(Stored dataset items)

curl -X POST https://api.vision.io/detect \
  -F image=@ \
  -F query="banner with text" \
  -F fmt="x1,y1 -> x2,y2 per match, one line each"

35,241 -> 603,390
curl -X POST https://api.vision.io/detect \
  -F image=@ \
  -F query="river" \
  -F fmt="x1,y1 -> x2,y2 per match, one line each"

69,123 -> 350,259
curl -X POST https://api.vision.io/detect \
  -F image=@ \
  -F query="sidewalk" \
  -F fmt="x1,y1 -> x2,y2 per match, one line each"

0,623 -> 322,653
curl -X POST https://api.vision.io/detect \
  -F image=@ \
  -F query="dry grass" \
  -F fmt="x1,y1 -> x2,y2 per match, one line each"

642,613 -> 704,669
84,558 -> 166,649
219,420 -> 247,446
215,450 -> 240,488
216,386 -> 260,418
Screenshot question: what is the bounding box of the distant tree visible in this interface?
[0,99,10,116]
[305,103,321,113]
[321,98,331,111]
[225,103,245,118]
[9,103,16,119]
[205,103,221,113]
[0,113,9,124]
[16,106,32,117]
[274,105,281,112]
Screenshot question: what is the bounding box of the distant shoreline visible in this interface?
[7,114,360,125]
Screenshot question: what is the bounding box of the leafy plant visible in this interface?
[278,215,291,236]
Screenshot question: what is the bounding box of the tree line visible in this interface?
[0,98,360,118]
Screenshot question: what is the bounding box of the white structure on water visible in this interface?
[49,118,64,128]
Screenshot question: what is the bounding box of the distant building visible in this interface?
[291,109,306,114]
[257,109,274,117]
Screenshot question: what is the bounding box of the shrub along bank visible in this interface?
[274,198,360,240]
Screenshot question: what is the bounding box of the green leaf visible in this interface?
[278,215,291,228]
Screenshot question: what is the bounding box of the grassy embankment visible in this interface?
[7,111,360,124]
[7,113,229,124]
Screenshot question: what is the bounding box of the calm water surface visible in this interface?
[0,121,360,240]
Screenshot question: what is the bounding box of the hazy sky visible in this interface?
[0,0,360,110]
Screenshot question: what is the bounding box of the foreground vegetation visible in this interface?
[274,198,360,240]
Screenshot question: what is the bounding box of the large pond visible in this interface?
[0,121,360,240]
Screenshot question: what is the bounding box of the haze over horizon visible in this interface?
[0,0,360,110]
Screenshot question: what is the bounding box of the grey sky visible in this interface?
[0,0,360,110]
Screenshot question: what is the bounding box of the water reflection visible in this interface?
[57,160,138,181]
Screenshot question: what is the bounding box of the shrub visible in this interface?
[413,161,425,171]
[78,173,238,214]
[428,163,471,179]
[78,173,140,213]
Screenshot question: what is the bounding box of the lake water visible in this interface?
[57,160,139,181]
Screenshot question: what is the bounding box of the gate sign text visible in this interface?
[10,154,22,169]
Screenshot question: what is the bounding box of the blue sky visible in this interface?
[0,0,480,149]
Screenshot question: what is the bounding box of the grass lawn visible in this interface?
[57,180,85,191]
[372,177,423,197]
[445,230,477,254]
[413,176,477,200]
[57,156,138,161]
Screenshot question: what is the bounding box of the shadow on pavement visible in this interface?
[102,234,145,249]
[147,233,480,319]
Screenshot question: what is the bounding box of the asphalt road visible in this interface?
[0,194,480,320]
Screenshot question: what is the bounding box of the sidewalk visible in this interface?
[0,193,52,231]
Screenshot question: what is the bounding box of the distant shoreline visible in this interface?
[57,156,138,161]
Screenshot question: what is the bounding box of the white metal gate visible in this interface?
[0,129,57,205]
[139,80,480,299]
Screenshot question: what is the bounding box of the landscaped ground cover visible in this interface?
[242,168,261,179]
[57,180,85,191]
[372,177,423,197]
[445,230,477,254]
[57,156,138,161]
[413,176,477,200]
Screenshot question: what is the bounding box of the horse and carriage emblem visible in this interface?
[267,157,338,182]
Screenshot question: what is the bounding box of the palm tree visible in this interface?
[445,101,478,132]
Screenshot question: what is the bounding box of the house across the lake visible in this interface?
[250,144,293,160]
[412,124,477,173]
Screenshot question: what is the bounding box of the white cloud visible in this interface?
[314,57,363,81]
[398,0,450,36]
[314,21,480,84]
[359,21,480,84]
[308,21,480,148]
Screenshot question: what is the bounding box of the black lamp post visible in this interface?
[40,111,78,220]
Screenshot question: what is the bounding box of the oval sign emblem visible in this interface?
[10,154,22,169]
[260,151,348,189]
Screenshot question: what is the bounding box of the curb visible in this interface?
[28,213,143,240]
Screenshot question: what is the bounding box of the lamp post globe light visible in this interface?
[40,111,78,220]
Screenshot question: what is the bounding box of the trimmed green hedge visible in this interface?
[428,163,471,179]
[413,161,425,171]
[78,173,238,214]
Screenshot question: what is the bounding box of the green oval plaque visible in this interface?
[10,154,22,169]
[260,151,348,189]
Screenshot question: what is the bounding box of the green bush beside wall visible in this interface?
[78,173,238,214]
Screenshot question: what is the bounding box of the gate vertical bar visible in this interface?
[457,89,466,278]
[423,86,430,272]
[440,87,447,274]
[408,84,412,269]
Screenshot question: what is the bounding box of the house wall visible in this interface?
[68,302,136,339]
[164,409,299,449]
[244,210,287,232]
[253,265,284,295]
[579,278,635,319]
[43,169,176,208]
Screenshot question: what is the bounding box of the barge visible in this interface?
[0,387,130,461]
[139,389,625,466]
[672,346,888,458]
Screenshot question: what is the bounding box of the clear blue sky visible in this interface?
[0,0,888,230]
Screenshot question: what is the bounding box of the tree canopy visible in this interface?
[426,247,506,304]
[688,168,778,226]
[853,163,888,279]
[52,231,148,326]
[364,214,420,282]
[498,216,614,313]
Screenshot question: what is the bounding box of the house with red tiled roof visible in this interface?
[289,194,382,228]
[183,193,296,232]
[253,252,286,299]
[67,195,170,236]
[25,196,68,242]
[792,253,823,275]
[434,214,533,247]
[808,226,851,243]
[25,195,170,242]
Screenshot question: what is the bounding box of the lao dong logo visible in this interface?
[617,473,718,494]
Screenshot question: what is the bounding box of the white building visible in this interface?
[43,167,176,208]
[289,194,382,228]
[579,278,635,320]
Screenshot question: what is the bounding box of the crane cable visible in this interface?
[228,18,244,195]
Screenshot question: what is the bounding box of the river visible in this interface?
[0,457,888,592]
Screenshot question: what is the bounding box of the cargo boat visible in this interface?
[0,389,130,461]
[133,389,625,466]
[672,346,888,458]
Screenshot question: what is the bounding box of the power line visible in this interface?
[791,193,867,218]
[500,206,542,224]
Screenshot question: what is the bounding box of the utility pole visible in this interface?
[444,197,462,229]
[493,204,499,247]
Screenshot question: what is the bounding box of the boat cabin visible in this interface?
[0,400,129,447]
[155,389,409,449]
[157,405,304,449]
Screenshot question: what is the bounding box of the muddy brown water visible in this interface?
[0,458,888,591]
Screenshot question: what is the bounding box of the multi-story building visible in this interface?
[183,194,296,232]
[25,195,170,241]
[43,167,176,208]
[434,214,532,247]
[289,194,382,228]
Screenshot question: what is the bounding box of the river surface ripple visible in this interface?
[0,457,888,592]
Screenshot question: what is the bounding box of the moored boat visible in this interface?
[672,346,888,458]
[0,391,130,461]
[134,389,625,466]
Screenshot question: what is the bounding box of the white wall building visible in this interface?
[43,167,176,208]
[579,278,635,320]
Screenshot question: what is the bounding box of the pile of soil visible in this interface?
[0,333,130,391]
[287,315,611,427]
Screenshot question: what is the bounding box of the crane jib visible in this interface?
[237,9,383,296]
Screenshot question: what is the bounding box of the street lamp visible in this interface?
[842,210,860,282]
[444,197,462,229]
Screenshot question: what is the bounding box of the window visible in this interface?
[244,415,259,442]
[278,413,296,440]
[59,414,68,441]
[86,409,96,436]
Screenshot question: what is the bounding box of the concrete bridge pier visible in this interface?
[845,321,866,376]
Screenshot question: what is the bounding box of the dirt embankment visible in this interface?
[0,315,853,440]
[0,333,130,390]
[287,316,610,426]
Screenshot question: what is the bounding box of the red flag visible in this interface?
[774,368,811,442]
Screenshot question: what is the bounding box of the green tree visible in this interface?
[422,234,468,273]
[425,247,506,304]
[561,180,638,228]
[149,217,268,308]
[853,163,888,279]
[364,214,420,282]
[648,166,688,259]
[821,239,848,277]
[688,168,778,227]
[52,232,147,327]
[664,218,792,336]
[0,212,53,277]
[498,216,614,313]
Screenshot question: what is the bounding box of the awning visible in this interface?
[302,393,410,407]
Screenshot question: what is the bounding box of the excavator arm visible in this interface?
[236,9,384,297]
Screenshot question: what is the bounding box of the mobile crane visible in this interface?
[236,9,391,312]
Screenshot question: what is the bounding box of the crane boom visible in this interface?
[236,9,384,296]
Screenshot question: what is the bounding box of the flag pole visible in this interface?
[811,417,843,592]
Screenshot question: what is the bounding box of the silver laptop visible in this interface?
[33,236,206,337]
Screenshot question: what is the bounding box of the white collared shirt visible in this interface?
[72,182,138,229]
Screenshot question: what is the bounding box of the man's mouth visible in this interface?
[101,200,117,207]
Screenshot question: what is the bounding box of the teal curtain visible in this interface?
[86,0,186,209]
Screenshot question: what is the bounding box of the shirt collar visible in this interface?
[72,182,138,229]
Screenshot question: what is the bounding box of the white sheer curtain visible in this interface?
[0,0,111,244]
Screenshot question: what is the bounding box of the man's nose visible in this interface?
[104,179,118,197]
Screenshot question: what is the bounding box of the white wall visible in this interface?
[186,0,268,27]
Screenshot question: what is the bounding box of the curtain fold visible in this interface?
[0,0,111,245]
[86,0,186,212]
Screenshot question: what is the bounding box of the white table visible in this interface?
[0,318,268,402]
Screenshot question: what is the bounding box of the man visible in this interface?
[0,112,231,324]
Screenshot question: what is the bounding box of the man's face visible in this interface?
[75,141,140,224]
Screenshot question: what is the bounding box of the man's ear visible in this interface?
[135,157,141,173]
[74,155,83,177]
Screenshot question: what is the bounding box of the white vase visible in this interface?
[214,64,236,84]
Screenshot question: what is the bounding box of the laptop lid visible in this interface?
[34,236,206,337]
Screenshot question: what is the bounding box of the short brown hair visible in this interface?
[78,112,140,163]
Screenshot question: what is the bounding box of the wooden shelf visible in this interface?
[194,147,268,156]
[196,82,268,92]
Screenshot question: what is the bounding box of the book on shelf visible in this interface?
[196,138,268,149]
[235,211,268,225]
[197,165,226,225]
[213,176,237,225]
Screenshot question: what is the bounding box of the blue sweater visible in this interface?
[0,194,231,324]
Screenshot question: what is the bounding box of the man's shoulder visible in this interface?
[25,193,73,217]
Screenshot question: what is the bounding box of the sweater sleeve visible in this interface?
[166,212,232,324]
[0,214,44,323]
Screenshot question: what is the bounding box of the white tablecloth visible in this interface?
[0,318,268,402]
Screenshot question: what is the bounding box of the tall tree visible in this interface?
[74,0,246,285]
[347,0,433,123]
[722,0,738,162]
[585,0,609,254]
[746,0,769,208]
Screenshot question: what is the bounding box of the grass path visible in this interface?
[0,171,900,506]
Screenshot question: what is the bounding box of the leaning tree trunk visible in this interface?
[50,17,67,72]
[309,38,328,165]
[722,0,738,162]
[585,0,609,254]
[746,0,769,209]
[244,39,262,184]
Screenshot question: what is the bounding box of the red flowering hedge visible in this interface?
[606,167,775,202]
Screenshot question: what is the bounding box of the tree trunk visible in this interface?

> WHAT YOU HAVE TO DO
Reproduce exactly the line containing "shoulder visible in this interface?" and every line after it through the end of the records above, and nothing else.

> TASK RESPONSE
Screenshot question: what is the bounding box of the man's shoulder visible in this interface?
[25,193,73,217]
Screenshot question: what is the bounding box of the sweater sleeve visible in this interface?
[166,212,232,324]
[0,214,44,323]
Screenshot question: what is the bounding box of the white tablecloth visible in this interface?
[0,318,268,402]
Screenshot question: what is the bounding box of the tall tree visible in this interface?
[74,0,246,285]
[347,0,433,123]
[722,0,738,162]
[585,0,609,254]
[746,0,769,208]
Screenshot question: what is the bounding box of the grass path visible in this interface?
[0,171,900,506]
Screenshot question: what is the bounding box of the leaning tree trunk visible in this interface?
[50,17,67,72]
[309,38,328,165]
[722,0,738,162]
[585,0,609,254]
[746,0,769,209]
[244,39,262,184]
Screenshot question: what is the bounding box of the red flowering hedge visible in this interface?
[606,167,775,202]
Screenshot question: what is the bounding box of the tree trunk visible in this interface?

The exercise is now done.